▸ REQUIRED TASK 1: In the parameter file reference, what unit is used for the sample-to-detector distance `Lsd`?

┌─ DOCUMENT EXCERPT

The integration hook is in process_layer() inside the peak_search stage. -resume / -restartFrom peak_search work identically to the standard path.

4. Parameter File Reference

The parameter file is a space-delimited text file. Lines starting with # are comments. Each parameter is specified as KeyName Value.

Core Parameters

Key	Type	Description
`FileStem`	`str`	Base name of raw data files (e.g., `sample1_ff`)
`Ext`	`str`	File extension (e.g., `.ge3`, `.tif`)
`StartFileNrFirstLayer`	`int`	File number of the first frame in the first layer
`NrFilesPerSweep`	`int`	Number of files per HEDM scan (default: 1)
`RawFolder`	`str`	Path to directory containing raw data files
`Dark`	`str`	Path to the dark-field image file
`Lsd`	`float`	Sample-to-detector distance (μm)
`Wavelength`	`float`	X-ray wavelength (Å)
`px`	`float`	Pixel size (μm)
`BC`	`float float`	Beam center (Y, Z) on detector (pixels)
`ty`	`float`	Detector vertical tilt (degrees)
`tz`	`float`	Detector horizontal tilt (degrees)
`p0`	`float`	Detector torsion (degrees)
`LatticeParameter`	`float ×6`	a, b, c (Å), α, β, γ (degrees)
`SpaceGroup`	`int`	Space group number (e.g., 225 for FCC)
`StartNr`	`int`	First frame number in scan (keep 1)
`EndNr`	`int`	Last frame number in scan (usually the number of frames)
`OmegaFirstFile`	`float`	Omega angle of the first frame (degrees)
`OmegaStep`	`float`	Omega step size per frame (degrees)
`RingThresh`	`int float`	Ring number and intensity threshold pairs (one per line)

└─

▸ REQUIRED TASK 2: Which lines of the records contain the word "hand"? Extract each one.

┌─ DATA TO USE

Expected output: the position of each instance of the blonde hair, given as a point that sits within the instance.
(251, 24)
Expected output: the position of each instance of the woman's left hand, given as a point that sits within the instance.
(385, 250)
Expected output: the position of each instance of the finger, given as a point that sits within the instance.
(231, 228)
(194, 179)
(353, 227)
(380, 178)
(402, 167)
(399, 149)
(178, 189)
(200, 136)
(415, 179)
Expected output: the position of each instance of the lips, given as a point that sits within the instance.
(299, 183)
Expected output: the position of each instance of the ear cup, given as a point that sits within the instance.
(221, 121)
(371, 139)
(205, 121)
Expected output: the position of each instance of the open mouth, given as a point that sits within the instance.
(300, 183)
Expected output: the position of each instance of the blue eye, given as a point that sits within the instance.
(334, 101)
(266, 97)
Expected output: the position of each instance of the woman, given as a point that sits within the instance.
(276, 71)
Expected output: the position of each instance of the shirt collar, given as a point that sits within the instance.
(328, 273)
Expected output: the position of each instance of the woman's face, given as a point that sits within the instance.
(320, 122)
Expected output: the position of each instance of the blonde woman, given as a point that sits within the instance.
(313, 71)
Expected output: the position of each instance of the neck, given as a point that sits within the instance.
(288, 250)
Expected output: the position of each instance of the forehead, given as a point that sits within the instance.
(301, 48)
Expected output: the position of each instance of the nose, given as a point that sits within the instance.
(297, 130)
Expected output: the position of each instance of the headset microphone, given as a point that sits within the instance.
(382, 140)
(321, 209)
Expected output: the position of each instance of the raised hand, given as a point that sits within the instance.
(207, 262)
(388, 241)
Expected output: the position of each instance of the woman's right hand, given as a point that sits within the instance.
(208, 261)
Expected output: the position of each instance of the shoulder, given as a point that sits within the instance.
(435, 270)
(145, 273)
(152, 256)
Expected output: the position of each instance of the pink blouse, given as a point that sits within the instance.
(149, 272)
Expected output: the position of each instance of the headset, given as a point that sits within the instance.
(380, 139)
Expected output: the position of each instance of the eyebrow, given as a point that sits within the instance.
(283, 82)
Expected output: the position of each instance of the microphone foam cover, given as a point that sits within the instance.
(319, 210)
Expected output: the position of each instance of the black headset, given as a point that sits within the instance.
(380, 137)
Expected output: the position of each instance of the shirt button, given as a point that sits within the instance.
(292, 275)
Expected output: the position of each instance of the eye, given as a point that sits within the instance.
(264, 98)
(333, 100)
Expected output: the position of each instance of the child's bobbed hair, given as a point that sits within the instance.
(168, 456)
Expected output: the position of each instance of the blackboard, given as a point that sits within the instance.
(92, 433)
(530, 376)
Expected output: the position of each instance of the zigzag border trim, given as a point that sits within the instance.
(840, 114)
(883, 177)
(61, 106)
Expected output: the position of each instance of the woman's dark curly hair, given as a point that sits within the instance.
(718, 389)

└─

▸ REPLY 1: Micrometers (μm).

▸ REPLY 2:
Expected output: the position of each instance of the woman's left hand, given as a point that sits within the instance.
Expected output: the position of each instance of the raised hand, given as a point that sits within the instance.
Expected output: the position of each instance of the woman's right hand, given as a point that sits within the instance.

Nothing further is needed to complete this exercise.